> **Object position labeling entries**
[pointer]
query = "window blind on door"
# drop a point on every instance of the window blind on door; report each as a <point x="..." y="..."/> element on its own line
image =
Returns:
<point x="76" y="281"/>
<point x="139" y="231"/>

> **AIM OF THE EXERCISE**
Render the entries above as a two-column CSV with the headers text and answer, one row per entry. Put each value in a single quoted field and replace any line breaks with spaces.

> **SOLUTION TO THIS EXERCISE**
text,answer
"[pointer] query = ""window blind on door"" # drop a point on every instance of the window blind on door; report each as a <point x=""..."" y=""...""/> element on its own line image = Returns:","<point x=""76"" y=""281""/> <point x=""139"" y=""231""/>"